Exercise. Select each line below that contains the word "thin", and copy those lines without alteration.

Dataset records.
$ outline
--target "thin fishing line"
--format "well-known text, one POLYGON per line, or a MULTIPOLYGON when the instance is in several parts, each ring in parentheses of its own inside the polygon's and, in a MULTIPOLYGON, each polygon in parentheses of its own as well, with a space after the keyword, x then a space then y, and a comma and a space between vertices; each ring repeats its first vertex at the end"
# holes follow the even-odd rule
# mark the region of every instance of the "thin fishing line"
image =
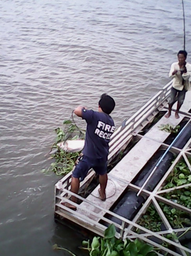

Solution.
--target "thin fishing line"
# mark the region of every instance of the "thin fishing line"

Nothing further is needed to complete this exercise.